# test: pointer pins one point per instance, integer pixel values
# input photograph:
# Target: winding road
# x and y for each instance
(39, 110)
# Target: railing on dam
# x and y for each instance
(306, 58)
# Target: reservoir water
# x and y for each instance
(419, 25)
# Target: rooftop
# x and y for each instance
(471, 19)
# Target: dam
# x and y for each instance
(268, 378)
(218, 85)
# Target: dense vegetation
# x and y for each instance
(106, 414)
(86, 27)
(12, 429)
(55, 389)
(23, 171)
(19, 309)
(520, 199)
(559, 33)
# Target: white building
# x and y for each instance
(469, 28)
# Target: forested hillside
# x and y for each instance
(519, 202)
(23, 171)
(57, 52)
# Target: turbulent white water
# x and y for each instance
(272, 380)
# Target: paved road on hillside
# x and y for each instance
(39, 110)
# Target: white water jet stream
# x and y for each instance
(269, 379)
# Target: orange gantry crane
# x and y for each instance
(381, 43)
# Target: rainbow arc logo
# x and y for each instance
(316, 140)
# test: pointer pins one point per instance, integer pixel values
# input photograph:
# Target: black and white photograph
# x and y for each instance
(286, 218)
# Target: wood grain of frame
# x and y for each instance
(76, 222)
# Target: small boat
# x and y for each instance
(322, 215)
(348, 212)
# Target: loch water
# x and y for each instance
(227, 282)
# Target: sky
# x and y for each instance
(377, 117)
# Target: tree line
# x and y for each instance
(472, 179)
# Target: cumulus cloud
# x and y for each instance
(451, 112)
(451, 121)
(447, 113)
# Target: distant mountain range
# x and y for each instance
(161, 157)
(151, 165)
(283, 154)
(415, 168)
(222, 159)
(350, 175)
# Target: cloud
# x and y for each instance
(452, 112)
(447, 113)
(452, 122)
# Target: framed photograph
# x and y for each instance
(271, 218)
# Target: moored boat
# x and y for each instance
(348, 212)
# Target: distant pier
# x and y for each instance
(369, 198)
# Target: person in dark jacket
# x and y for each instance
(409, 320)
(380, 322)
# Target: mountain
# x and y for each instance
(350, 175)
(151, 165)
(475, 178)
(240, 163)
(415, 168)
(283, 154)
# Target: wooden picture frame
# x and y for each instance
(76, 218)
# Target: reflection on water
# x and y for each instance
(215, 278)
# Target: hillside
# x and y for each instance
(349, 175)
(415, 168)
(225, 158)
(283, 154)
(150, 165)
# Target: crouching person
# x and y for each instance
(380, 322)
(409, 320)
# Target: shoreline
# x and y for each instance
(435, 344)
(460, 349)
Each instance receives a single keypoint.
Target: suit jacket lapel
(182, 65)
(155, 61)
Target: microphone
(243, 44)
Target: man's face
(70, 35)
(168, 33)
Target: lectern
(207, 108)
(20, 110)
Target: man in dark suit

Goal
Repeat exactly, and only, the lines from the one containing "# Target: white building" through the end of the material.

Result of the exercise
# Target: white building
# x and y for each instance
(469, 28)
# Target: forested hillside
# x and y for each instance
(519, 202)
(23, 171)
(57, 52)
# Target: turbulent white water
# x and y for each instance
(272, 380)
# Target: paved road on hillside
# x and y for each instance
(39, 110)
# Target: white water jet stream
# x and y for each instance
(269, 379)
# Target: orange gantry crane
# x and y for each instance
(381, 43)
# Target: rainbow arc logo
# x and y for each instance
(316, 140)
# test: pointer pins one point per instance, integer pixel values
# input photograph:
# Target: black and white photograph
# x and y for each instance
(286, 218)
# Target: wood grain of frame
# x and y for each instance
(76, 222)
# Target: small boat
# x and y for each instance
(322, 215)
(348, 212)
# Target: loch water
# x and y for each instance
(227, 282)
# Target: sky
# x and y for each instance
(377, 117)
# Target: tree line
# x and y for each instance
(472, 179)
# Target: cumulus cloud
# x and y for each instance
(451, 112)
(451, 121)
(447, 113)
# Target: distant mountain range
# x and y for each instance
(161, 157)
(151, 165)
(283, 154)
(415, 168)
(222, 159)
(350, 175)
# Target: cloud
# x and y for each instance
(452, 112)
(447, 113)
(452, 122)
# Target: framed photograph
# x and y for each instance
(271, 218)
# Target: moored boat
# x and y for each instance
(348, 212)
# Target: distant pier
# x and y for each instance
(369, 198)
# Target: person in dark jacket
# x and y for each instance
(409, 320)
(380, 322)
# Target: mountain
# x and y for each instance
(350, 175)
(151, 165)
(475, 178)
(240, 163)
(415, 168)
(283, 154)
# Target: wooden picture frame
# x and y for each instance
(76, 218)
# Target: reflection on water
# x and y for each instance
(215, 278)
# Target: hillside
# x and y for each instance
(349, 175)
(415, 168)
(225, 158)
(283, 154)
(150, 165)
# Target: crouching person
# x and y for each instance
(380, 322)
(409, 320)
# Target: shoreline
# x and y for each instance
(435, 344)
(460, 349)
Each instance receives a single keypoint.
Target: suit jacket lapel
(182, 65)
(155, 61)
Target: microphone
(243, 44)
Target: man's face
(70, 35)
(168, 33)
Target: lectern
(207, 108)
(20, 110)
Target: man in dark suit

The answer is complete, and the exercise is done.